(Passage shown Opens)

Star Trek-style device could help spot 'rogue' genetically modified organisms in the environment

Ryan O'Hare
Star Trek tricorder. Photo: Martin Hajek

Eco-warriors could soon get a sci-fi boost in the form of a handheld device for spotting rogue genetically modified organisms (GMOs).

Researchers in the US are developing the devices, inspired by tricorders from Star Trek, to detect traces of GMOs which could leech into the environment, disrupting ecosystems.

The technology could enable users to scan streams and rivers for modified proteins and DNA which could potentially cause damage.

Genetic engineering has enabled farmers to boost their yields and produce resistant varieties of fruits and vegetables which would otherwise be ravaged by pests, disease or poor weather.

By finding the gene for a beneficial trait in one organism, such as drought resistance, and incorporating it into the DNA of a plant, it enables the plant to take on some of the same properties.

(Passage shown Closes)
(Dataset entries Opens)

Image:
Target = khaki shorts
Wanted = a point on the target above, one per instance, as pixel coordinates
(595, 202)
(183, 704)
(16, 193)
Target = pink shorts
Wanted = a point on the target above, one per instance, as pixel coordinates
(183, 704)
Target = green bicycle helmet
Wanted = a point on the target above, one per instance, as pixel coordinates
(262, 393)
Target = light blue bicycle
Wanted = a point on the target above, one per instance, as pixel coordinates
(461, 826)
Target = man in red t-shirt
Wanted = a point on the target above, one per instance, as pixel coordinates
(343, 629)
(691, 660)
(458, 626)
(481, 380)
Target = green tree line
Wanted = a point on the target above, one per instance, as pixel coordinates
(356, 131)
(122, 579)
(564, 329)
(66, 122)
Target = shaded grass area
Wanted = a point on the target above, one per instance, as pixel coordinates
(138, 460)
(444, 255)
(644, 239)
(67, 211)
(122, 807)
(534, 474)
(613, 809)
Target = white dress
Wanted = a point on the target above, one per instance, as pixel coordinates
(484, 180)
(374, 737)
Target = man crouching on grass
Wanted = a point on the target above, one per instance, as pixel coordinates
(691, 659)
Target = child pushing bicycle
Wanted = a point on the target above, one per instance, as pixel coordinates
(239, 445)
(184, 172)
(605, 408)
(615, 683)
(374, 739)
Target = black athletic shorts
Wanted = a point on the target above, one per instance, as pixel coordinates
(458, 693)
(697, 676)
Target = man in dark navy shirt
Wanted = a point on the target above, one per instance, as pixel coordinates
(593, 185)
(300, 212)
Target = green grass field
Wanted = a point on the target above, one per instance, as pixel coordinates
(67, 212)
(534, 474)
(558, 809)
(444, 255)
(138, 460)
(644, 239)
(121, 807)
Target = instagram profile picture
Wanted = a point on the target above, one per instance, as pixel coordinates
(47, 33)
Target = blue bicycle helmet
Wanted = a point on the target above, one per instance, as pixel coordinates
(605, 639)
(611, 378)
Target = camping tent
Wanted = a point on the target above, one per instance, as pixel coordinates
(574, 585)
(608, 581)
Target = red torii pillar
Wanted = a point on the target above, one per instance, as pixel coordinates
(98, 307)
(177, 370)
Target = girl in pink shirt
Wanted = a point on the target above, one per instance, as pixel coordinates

(Dataset entries Closes)

*Work instruction A*
In the GMO-detector article, what could the technology let users scan streams and rivers for?
*Work instruction B*
Output the part of the GMO-detector article starting with "Eco-warriors could soon" and going on through "the same properties.".
*Work instruction C*
Say whether each statement agrees with the GMO-detector article, answering yes or no and quoting the deciding words: (i) The devices are being developed by researchers in the UK. (ii) The devices were inspired by tricorders from Star Trek. (iii) Genetic engineering has helped farmers boost their yields.
Work from the GMO-detector article alone.

*Task response A*
Modified proteins and DNA which could potentially cause damage.

*Task response B*
Eco-warriors could soon get a sci-fi boost in the form of a handheld device for spotting rogue genetically modified organisms (GMOs).

Researchers in the US are developing the devices, inspired by tricorders from Star Trek, to detect traces of GMOs which could leech into the environment, disrupting ecosystems.

The technology could enable users to scan streams and rivers for modified proteins and DNA which could potentially cause damage.

Genetic engineering has enabled farmers to boost their yields and produce resistant varieties of fruits and vegetables which would otherwise be ravaged by pests, disease or poor weather.

By finding the gene for a beneficial trait in one organism, such as drought resistance, and incorporating it into the DNA of a plant, it enables the plant to take on some of the same properties.

*Task response C*
(i) No: "Researchers in the US are developing the devices"
(ii) Yes: "inspired by tricorders from Star Trek"
(iii) Yes: "Genetic engineering has enabled farmers to boost their yields"